-- Items start --

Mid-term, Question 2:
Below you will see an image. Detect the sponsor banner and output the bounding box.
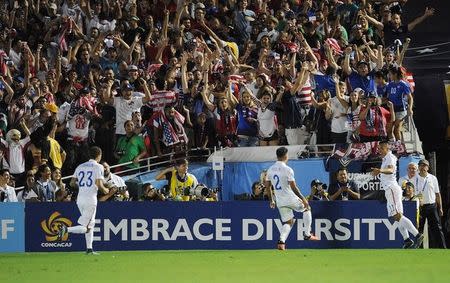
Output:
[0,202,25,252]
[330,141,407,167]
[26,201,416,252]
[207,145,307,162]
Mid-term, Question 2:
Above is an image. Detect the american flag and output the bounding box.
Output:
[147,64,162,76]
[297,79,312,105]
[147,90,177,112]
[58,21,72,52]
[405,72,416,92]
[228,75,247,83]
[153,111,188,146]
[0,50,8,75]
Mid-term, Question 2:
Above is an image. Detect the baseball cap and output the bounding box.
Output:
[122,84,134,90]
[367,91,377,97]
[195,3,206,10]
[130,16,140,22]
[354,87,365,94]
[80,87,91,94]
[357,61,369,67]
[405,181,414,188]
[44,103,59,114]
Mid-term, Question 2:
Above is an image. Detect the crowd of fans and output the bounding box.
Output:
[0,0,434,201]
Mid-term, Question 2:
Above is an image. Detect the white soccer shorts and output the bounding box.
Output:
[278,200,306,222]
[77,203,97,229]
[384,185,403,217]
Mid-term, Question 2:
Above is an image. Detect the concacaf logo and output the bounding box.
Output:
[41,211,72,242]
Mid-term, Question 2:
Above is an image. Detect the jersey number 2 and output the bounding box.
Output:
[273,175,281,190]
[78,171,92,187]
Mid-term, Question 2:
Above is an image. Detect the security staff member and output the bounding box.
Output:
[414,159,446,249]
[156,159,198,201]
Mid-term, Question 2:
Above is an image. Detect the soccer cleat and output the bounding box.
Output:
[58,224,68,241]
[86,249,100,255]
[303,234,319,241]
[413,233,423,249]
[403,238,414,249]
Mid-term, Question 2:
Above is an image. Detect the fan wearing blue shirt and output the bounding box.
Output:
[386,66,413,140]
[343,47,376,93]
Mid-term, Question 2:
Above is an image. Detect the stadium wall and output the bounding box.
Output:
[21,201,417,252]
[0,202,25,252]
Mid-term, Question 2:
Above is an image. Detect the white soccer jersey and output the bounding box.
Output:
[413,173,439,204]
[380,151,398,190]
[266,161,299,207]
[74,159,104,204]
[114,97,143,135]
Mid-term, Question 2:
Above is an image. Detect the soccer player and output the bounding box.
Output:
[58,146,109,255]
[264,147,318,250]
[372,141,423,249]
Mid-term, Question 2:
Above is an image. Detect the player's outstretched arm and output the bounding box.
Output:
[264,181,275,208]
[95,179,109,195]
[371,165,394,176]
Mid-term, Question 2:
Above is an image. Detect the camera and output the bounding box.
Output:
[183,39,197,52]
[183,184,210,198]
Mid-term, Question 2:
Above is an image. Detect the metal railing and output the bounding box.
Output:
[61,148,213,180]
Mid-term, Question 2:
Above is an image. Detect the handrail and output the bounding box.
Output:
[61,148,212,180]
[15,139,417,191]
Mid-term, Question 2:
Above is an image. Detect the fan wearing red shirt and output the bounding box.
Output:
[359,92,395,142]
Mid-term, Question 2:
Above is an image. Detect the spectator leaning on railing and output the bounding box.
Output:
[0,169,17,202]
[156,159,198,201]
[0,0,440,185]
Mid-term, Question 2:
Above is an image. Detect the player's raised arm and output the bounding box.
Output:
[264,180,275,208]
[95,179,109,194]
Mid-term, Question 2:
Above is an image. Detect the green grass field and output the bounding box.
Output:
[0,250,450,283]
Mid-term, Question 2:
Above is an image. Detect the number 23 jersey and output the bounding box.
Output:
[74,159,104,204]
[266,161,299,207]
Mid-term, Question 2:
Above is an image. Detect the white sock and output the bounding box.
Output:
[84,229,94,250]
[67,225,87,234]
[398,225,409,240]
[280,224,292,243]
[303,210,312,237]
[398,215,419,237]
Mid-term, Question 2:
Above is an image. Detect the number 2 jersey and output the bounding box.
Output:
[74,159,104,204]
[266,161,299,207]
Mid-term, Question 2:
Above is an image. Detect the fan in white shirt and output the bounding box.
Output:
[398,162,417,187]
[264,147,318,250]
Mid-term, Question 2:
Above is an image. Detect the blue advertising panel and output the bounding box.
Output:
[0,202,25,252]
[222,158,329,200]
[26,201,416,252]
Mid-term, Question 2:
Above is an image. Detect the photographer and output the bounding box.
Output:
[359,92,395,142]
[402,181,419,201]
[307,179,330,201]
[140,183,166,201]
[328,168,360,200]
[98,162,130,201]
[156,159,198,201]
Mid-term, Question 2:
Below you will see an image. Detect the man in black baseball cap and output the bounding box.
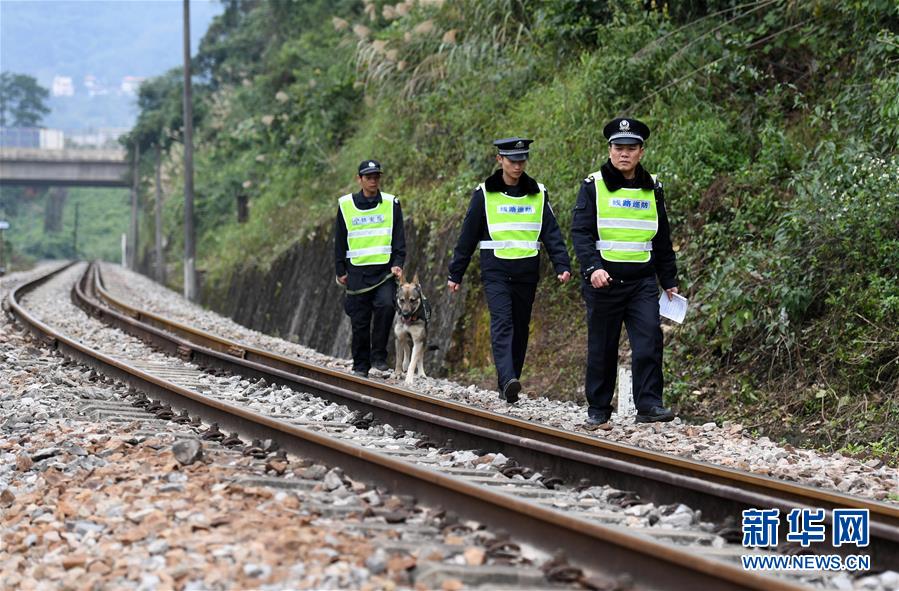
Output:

-- Items end --

| Problem statement |
Copy the material shown above in full and exactly. Skip the pictures.

| Exercise result |
Mid-term, Question 2:
Below you will see an image. Detect the sponsor banner and output the bounding box.
Output:
[0,202,25,252]
[330,141,407,167]
[26,201,416,252]
[207,145,307,162]
Mid-term, Question 2:
Above is an image. Detect the american flag and output the bounding box.
Output:
[147,64,162,76]
[297,79,312,105]
[147,90,177,112]
[58,21,72,52]
[405,72,416,92]
[228,75,247,83]
[153,111,188,146]
[0,50,8,75]
Mid-term, Question 2:
Above is an image. Detect the baseball cap and output the bounding box.
Output:
[122,84,134,90]
[367,91,377,97]
[195,3,206,10]
[130,16,140,22]
[354,87,365,94]
[80,87,91,94]
[357,61,369,67]
[405,181,414,188]
[44,103,59,114]
Mid-term, Question 2:
Above is an image. Detect the crowd of fans and output the bounding box.
Output:
[0,0,434,201]
Mid-term, Question 2:
Above is an image. Detect the white soccer shorts and output the bounding box.
Output:
[278,200,306,222]
[77,203,97,229]
[384,185,403,217]
Mid-term, Question 2:
Above is an image. Detect the concacaf logo and output the bounding box.
Output:
[41,211,72,242]
Mid-term, Question 2:
Above is an image. Detect the jersey number 2 and output the bounding box.
Output:
[273,175,281,190]
[78,171,92,187]
Mid-term, Question 2:
Above is an image. Detect the security staff member and output the bounding box.
Output:
[414,159,446,249]
[156,159,198,201]
Mid-term, Question 2:
Above is an image. Detect the soccer cleat and output the bounding box.
Output:
[58,224,68,241]
[86,249,100,255]
[303,234,319,241]
[413,233,423,249]
[403,238,414,249]
Mid-term, Question 2:
Above is an image. Detect the fan wearing blue shirt and output the bounding box.
Output:
[386,66,413,140]
[343,47,376,93]
Mid-term, Question 2:
Above is an image. Detect the stadium wall and output the bounding box.
Output:
[21,201,417,252]
[0,202,25,252]
Mid-term, Question 2:
Above is an image. Detect the white soccer jersey and output the bounding box.
Output:
[413,173,439,204]
[380,151,398,190]
[266,161,299,207]
[74,159,104,204]
[114,97,143,135]
Mid-term, Question 2:
Above is an image. Detect the soccer player and output the bounding box.
Output:
[58,146,109,255]
[264,147,318,250]
[372,141,423,249]
Mid-term, Question 2:
Above is an image. Detect the player's outstretched arm and output the bounding box.
Output:
[264,181,275,208]
[95,179,109,195]
[371,165,394,176]
Mid-term, Question 2:
Above is an image. Detect the camera and output the bounding box.
Output:
[183,39,197,52]
[183,184,210,198]
Mid-term, Question 2:
Above is an image. Detect the metal railing and output the bounding box.
Output:
[61,148,213,180]
Mid-term, Question 2:
Above is an image. Detect the handrail and output the bounding box.
Output:
[61,148,212,180]
[15,139,417,191]
Mid-term, Question 2:
Above is an image. Detect the fan wearing red shirt and output the bounding box.
Output:
[359,92,395,142]
Mid-term, Question 2:
Above is an image. Detect the spectator leaning on railing and output the bounding box.
Output:
[0,169,17,202]
[156,159,198,201]
[0,0,440,185]
Mid-term, Question 2:
Above is an image. Detect the player's raised arm and output the bounding box.
Output:
[264,180,275,208]
[95,179,109,194]
Mid-term, Question 2:
Above is an image. Detect the green grass field and output the bounding box.
Output:
[0,250,450,283]
Mid-term, Question 2:
Above is an image. Detect the number 23 jersey and output the bounding box.
Output:
[74,159,104,204]
[266,161,299,207]
Mid-term, Question 2:
Above is an image. Detect the white sock and output the bounding box.
Output:
[84,229,94,250]
[67,225,87,234]
[398,225,409,240]
[280,224,292,243]
[303,210,312,237]
[398,215,419,237]
Mid-term, Question 2:
Above is an image. Detect the number 2 jersey and output the bounding box.
Output:
[74,159,104,204]
[266,161,299,207]
Mid-term, Question 2:
Above is an image. Detect the fan in white shirt and output the bounding box.
Output:
[398,162,417,187]
[264,147,318,250]
Mid-term, Question 2:
Above is an image. Detect the blue advertising panel and output the bounding box.
Output:
[0,202,25,252]
[222,158,329,200]
[26,201,416,252]
Mid-term, Question 2:
Above is an image. Detect the photographer and output the bounding box.
Output:
[359,92,395,142]
[402,181,419,201]
[307,179,330,201]
[140,183,166,201]
[328,168,360,200]
[98,162,130,201]
[156,159,198,201]
Mid-term, Question 2:
Below you will see an image. Detect the man in black baseball cap and output the bounding box.
Output:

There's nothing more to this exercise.